WHAT IS BEING ASKED: From the first line of the material below through the line containing "positive clicks: (233, 183)", print every line exactly as it stands, but no pictures.

RECORDS FOR THIS EXERCISE:
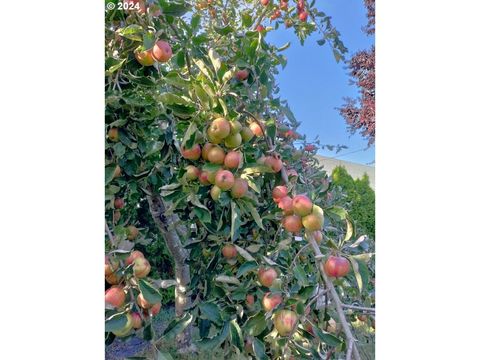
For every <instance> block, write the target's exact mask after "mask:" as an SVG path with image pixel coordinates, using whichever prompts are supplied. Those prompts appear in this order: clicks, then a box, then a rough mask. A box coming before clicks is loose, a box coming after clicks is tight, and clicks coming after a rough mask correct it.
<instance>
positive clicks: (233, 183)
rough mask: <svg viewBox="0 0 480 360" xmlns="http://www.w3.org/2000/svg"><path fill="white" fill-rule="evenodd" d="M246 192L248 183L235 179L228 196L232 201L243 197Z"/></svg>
mask: <svg viewBox="0 0 480 360" xmlns="http://www.w3.org/2000/svg"><path fill="white" fill-rule="evenodd" d="M247 191H248V182H247V180H245V179H240V178H238V179H235V182H234V183H233V186H232V189H231V191H230V194H231V195H232V197H233V198H234V199H239V198H241V197H243V196H244V195H245V194H246V193H247Z"/></svg>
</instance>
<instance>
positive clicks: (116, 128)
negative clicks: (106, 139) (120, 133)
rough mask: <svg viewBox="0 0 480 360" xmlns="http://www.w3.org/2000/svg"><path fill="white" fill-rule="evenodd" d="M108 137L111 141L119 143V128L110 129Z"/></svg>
mask: <svg viewBox="0 0 480 360" xmlns="http://www.w3.org/2000/svg"><path fill="white" fill-rule="evenodd" d="M107 136H108V139H109V140H111V141H113V142H117V141H118V140H119V139H120V137H119V135H118V128H110V130H108V134H107Z"/></svg>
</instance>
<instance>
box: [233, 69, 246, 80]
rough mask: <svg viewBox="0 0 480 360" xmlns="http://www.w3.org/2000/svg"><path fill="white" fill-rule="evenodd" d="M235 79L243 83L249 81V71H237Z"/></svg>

REPLY TO THE TASK:
For every <instance> block, write the target's exact mask after "mask:" as an SVG path with image pixel coordinates, using whichever prompts are supplied. Those prompts appear in this order: clicks, then a box, then a rough mask. A box coming before clicks is loose, a box coming after clicks is tight, and clicks coming after a rough mask correct it.
<instance>
positive clicks: (233, 183)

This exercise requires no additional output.